> _BRANO FORNITO_:
##########

Le multe agli impiegati postali italiani

(di Giuseppe Di Bella) Nelle Pubbliche Amministrazioni italiane un sistema sanzionatorio delle inadempienze o dei comportamenti incongrui dei dipendenti, è sempre esistito: quella delle Poste e delle Telecomunicazioni è stata tra le più severe e puntuali nello stigmatizzare anche piccole trasgressioni delle normative contenute nel Regolamento e nel Testo unico sugli impiegati civili dello Stato.

Il Regolamento di servizio di questa importante e strategica Amministrazione, oggi semi-privatizzata, che contava e conta migliaia di addetti, prevedeva fino agli anni settanta, un dettagliato sistema disciplinare diretto a contestazione immediata, che prevedeva l’irrogazione di sanzioni pecuniarie a fronte di comportamenti non conformi.

Gli uffici, o meglio i Responsabili degli uffici, a fronte delle rilevate trasgressioni, potevano comminare direttamente e senza alcuna procedura formale, se non l’accertamento fattuale o tecnico dell’infrazione, la verifica delle responsabilità e la relativa contestazione, ammende pecuniarie al Personale. Un sistema molto simile a quello della multa elevata per infrazioni al codice della strada.

Per la riscossione dell’importo della multa inflitta, veniva utilizzato il famigerato Modello 162, ed il relativo ammontare doveva essere pagato in contanti dall’impiegato presso le casse interne dell’ufficio di servizio. Sul modello a stampa veniva indicato il giorno e l’infrazione addebitata al dipendente: la comprova del pagamento dell’ammenda avveniva con l’apposizione, negli spazi predisposti, di francobolli per l’esatto controvalore. I francobolli naturalmente venivano obliterati e il mod. 162 diveniva altresì la ricevuta del pagamento dell’ammenda stessa.

##########

> _DATI REGISTRATI_:
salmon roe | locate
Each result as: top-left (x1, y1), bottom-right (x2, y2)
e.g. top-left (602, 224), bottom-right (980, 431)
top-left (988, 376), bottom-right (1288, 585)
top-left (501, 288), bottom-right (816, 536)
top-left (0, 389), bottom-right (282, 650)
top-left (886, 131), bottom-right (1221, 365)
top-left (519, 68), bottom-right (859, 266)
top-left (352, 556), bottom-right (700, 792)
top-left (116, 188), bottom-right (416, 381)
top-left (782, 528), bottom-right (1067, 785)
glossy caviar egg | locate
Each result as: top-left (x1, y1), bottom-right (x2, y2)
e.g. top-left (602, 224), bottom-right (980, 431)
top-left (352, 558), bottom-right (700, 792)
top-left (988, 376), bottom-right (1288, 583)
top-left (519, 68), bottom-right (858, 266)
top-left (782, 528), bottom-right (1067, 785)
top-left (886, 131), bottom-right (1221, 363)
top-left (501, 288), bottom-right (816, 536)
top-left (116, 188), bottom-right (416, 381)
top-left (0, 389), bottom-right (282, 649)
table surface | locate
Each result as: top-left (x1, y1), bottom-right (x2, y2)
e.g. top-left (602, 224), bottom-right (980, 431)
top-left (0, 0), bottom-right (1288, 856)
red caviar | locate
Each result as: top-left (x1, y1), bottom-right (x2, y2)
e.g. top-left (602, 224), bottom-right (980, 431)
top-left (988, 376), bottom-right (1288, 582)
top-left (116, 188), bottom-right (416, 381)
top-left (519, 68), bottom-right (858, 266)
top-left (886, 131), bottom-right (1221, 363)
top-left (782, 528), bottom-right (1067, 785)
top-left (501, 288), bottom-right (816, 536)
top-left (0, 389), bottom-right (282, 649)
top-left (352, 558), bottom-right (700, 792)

##########

> _COSA FARAI_:
1: Nel brano sulle multe agli impiegati postali, quale modello si usava per riscuotere l'importo della multa?
2: Ricopia dal brano sulle multe postali il tratto che va da "Il Regolamento di" fino a "comportamenti non conformi.".
Le voci non hanno alcun legame con il brano.

> _RISPOSTE IN ORDINE_:
1: Il Modello 162.

2:
Il Regolamento di servizio di questa importante e strategica Amministrazione, oggi semi-privatizzata, che contava e conta migliaia di addetti, prevedeva fino agli anni settanta, un dettagliato sistema disciplinare diretto a contestazione immediata, che prevedeva l’irrogazione di sanzioni pecuniarie a fronte di comportamenti non conformi.